GIVEN TASK → Make an exact copy of all the data.

* Start GIVEN ENTRIES *

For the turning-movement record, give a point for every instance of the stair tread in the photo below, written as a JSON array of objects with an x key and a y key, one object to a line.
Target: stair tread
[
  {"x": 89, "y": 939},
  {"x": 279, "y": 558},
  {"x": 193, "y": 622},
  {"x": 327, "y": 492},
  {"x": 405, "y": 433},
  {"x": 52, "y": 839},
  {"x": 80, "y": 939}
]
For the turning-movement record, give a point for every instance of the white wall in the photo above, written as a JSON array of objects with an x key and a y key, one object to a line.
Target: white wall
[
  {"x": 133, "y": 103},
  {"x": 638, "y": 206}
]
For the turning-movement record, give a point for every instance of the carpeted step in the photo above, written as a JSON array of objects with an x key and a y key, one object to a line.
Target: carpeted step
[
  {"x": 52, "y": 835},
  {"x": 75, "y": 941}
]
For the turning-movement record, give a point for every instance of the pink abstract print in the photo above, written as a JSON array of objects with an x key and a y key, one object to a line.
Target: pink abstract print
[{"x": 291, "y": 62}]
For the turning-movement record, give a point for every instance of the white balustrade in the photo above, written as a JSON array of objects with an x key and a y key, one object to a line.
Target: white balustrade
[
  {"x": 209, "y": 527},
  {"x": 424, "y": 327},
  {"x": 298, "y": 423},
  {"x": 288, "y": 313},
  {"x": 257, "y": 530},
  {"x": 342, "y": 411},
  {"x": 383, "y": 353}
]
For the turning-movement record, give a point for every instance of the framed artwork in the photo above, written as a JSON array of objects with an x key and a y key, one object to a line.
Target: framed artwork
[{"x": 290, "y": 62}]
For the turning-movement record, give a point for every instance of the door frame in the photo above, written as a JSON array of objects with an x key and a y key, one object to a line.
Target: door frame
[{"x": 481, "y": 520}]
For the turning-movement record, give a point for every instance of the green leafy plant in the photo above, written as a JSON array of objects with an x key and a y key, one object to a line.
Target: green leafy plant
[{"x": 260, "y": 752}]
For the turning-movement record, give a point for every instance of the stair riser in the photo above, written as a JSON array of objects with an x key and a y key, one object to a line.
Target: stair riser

* End GIVEN ENTRIES *

SOLUTION FOR THIS TASK →
For the turning-movement record, give a point for every instance of the stair tread in the photo below, written as a JSON array of objects with an x key and a y key, one object to a line.
Target: stair tread
[
  {"x": 89, "y": 939},
  {"x": 279, "y": 558},
  {"x": 193, "y": 622},
  {"x": 327, "y": 492},
  {"x": 405, "y": 433},
  {"x": 52, "y": 839},
  {"x": 80, "y": 939}
]
For the turning-movement record, give a point for every instance of the white wall in the photo above, written as a JSON array of objects with an x key and a y key, one object to a line.
Target: white wall
[
  {"x": 133, "y": 103},
  {"x": 638, "y": 206}
]
For the turning-movement record, give a point for every instance of the carpeted step in the photo above, written as a JSON array of objects with an x key and a y key, one object to a line.
Target: carpeted step
[
  {"x": 52, "y": 835},
  {"x": 75, "y": 941}
]
For the turning-movement record, give a point for every instance of the pink abstract print in the photo above, written as a JSON array of objects with an x key and a y key, one object to a line.
Target: pink abstract print
[{"x": 291, "y": 62}]
For the turning-movement record, give a point for every instance of the white balustrade in the photo above, written as a JSON array of objects with an x key and a y key, one object to a line.
Target: white balustrade
[
  {"x": 209, "y": 527},
  {"x": 424, "y": 327},
  {"x": 298, "y": 423},
  {"x": 288, "y": 313},
  {"x": 257, "y": 530},
  {"x": 342, "y": 411},
  {"x": 383, "y": 353}
]
For the turning-movement record, give a point for every instance of the framed artwork in the photo above, written as a JSON array of objects with an x key and a y key, one object to a line.
Target: framed artwork
[{"x": 290, "y": 62}]
For the turning-movement record, give a point for every instance of the door frame in the photo above, written as a JSON array of objects with an x key and a y key, one object to a line.
Target: door frame
[{"x": 481, "y": 520}]
For the turning-movement record, give a point for every instance of the green leafy plant in the photo above, written as a JSON array of objects with an x key and a y key, one object to a line.
Target: green leafy plant
[{"x": 260, "y": 752}]
For the turning-movement record, give a point for every instance of the stair riser in the photo above, written as a JSON array of objects with an x key and a y key, one object to a line.
Target: stair riser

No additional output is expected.